Prompt: Give the lines below as a numbered list, from the line containing "Point out every instance of the carved" through the line containing "x=338, y=25", leaving out blank lines and pictures.

Given information:
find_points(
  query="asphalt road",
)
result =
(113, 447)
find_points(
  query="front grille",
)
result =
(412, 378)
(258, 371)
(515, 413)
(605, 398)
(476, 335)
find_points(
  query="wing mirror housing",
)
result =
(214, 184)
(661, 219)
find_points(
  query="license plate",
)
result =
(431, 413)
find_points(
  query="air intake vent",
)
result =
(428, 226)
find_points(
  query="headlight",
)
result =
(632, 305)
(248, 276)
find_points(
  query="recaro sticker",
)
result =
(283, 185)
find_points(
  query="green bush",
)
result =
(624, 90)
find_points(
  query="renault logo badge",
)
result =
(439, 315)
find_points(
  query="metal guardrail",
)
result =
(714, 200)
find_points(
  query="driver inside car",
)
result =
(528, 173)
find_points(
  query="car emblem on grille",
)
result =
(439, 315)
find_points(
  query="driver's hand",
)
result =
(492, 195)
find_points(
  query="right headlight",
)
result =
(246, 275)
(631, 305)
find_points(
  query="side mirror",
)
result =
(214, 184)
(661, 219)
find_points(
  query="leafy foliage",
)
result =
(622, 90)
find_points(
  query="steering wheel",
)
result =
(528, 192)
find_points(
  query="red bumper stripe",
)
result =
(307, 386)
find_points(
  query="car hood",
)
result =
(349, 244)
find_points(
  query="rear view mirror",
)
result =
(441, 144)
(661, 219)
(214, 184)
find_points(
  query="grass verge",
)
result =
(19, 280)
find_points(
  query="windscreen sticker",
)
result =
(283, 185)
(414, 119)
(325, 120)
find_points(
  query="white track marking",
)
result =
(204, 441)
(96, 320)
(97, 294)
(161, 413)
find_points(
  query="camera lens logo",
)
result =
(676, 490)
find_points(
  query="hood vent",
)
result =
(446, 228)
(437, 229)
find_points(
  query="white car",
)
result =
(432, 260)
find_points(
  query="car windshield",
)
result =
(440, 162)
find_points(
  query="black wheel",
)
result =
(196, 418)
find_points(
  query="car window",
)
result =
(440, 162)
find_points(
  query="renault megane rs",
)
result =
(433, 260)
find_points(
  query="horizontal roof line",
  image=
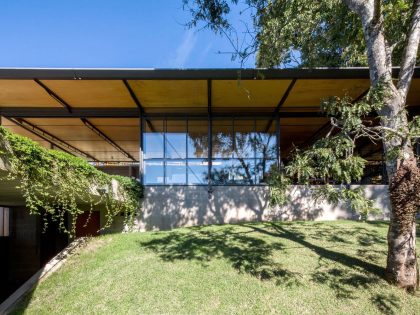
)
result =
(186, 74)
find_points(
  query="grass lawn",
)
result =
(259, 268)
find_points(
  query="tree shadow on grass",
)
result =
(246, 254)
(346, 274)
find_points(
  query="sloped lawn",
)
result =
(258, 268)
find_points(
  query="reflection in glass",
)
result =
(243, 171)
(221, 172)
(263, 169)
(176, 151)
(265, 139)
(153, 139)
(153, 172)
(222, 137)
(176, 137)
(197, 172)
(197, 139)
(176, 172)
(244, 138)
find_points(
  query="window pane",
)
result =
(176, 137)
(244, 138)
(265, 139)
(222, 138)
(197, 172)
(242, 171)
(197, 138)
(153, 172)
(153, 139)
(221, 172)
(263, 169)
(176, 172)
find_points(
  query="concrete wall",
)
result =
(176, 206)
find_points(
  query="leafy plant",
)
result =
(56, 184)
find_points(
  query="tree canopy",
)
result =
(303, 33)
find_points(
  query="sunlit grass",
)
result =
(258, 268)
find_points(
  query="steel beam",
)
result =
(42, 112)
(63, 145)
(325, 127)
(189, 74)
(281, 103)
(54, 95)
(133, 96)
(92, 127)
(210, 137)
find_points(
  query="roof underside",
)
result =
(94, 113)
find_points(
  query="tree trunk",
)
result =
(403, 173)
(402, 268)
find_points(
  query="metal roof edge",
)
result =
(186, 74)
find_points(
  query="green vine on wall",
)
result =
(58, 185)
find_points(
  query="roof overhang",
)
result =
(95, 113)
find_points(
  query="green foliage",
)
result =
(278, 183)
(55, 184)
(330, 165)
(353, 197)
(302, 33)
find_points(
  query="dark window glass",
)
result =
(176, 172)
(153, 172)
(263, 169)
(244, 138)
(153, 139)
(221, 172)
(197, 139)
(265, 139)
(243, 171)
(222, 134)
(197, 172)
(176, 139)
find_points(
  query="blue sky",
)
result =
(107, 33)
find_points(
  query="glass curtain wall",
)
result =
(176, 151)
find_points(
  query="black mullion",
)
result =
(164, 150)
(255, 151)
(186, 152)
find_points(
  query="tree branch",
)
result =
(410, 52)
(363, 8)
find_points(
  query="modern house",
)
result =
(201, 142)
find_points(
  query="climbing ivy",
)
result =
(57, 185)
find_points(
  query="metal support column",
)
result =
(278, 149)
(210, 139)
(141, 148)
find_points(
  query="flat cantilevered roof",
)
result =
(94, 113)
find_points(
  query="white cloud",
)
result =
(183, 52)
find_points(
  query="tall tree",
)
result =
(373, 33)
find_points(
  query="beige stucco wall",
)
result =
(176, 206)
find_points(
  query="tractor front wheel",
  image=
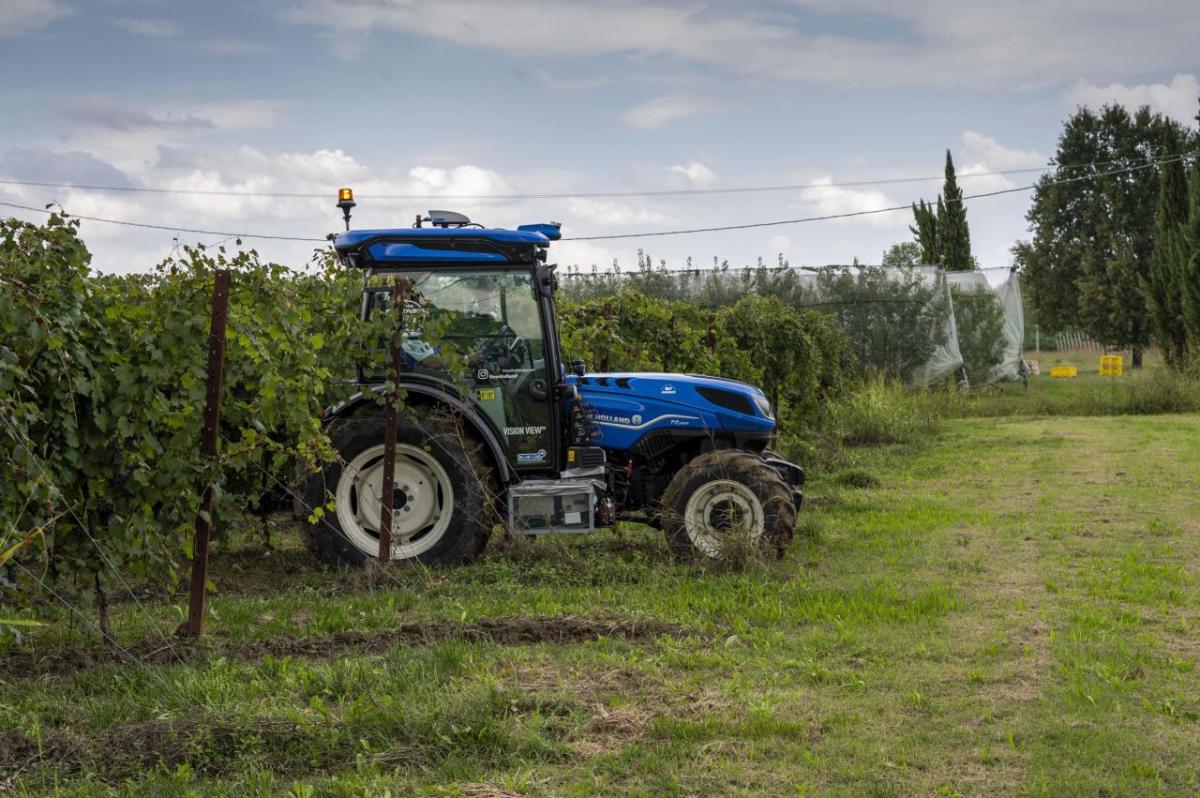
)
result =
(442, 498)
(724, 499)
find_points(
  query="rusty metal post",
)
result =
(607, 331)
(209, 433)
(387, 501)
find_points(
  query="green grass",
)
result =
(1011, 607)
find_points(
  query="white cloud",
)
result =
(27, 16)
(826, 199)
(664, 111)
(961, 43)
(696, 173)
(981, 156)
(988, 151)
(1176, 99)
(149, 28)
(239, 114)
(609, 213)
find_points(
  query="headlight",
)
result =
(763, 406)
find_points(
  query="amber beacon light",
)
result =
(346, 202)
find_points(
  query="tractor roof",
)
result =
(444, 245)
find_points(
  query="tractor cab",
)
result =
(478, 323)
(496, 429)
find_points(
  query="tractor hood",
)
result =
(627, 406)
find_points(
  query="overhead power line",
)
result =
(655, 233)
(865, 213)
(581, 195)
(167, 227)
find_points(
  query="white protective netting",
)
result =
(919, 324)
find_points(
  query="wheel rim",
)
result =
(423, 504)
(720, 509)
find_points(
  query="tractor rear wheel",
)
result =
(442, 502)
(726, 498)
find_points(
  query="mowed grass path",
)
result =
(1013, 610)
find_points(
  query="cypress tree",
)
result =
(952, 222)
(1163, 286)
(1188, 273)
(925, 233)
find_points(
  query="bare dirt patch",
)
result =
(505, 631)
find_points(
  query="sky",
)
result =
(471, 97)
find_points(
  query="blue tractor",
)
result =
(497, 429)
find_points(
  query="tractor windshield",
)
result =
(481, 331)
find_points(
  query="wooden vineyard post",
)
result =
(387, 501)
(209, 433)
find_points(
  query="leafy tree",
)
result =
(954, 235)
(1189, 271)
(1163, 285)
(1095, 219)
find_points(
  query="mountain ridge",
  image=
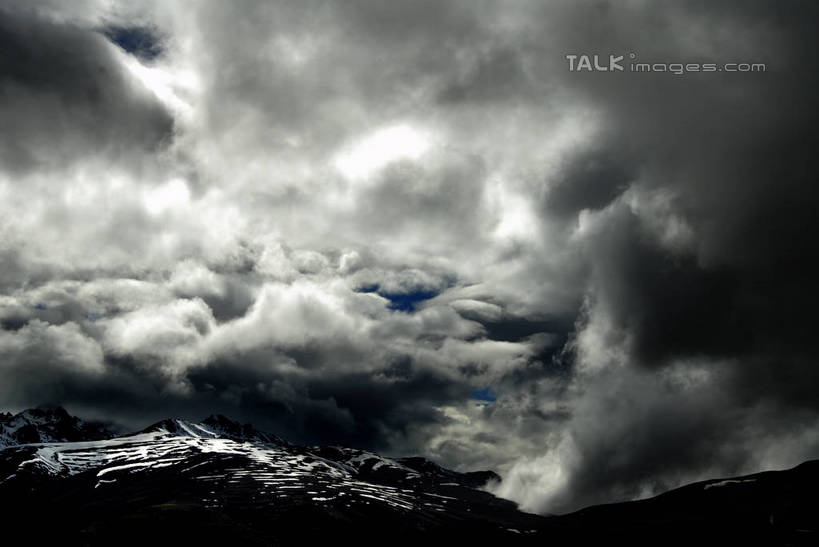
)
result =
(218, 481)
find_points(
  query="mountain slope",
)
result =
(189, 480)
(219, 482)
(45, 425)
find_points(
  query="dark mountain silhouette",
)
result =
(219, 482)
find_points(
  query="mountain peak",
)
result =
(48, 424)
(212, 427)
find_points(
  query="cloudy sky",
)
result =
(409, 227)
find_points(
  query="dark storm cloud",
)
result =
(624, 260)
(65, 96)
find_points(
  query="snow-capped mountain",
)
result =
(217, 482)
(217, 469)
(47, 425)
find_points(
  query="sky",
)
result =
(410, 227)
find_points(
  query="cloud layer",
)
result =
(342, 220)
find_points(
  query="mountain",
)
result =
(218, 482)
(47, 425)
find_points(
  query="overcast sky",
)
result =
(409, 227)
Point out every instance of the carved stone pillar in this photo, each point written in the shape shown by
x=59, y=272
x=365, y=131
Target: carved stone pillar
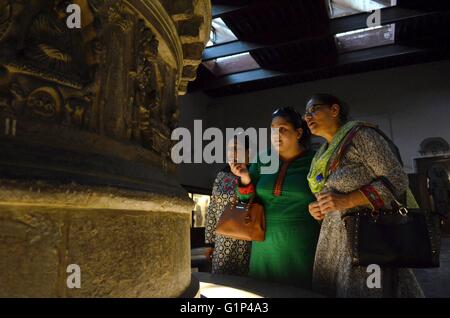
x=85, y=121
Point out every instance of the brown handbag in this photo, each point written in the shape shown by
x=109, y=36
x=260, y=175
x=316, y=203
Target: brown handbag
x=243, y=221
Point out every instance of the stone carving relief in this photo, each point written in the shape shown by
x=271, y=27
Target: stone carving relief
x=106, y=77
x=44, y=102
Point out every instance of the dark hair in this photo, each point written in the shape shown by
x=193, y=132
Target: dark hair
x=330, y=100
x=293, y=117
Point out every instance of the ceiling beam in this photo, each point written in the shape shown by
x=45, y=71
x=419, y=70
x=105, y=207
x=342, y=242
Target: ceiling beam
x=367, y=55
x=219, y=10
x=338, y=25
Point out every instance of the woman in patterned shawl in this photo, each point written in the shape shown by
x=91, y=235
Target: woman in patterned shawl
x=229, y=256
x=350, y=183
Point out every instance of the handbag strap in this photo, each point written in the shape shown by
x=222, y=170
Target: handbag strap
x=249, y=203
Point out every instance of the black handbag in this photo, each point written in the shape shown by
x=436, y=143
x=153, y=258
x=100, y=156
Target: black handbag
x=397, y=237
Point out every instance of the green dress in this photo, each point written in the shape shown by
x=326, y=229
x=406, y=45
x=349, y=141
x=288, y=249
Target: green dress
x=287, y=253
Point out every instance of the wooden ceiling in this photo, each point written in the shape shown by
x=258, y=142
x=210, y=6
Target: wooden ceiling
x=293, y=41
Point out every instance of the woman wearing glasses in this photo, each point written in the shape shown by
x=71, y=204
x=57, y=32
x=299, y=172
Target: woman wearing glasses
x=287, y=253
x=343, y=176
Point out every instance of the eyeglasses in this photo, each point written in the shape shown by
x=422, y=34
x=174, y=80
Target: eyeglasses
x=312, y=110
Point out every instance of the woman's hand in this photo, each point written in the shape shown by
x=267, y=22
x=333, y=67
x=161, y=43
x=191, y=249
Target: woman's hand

Exercise answer:
1. Point out every instance of the carved stone pillar in this photo, each point written in the shape shown by
2. x=59, y=272
3. x=365, y=131
4. Target: carved stone pillar
5. x=85, y=121
6. Point out every instance of the brown handbag in this photo, each point written in the shape shown by
7. x=109, y=36
8. x=260, y=175
9. x=316, y=203
10. Target: brown handbag
11. x=243, y=221
12. Point out every instance of the stone carving relief in this photo, each point written in the shape shown by
13. x=271, y=27
14. Target: stone carving relief
15. x=106, y=77
16. x=44, y=102
17. Point out every instance of the dark hair in this photo, each point written in the shape shown by
18. x=193, y=132
19. Target: dark hair
20. x=330, y=100
21. x=293, y=117
22. Point out every instance of the ceiling beam in this photo, each point written in the shape shown by
23. x=45, y=71
24. x=419, y=70
25. x=105, y=207
26. x=342, y=242
27. Target: ceiling beam
28. x=367, y=55
29. x=219, y=10
30. x=338, y=25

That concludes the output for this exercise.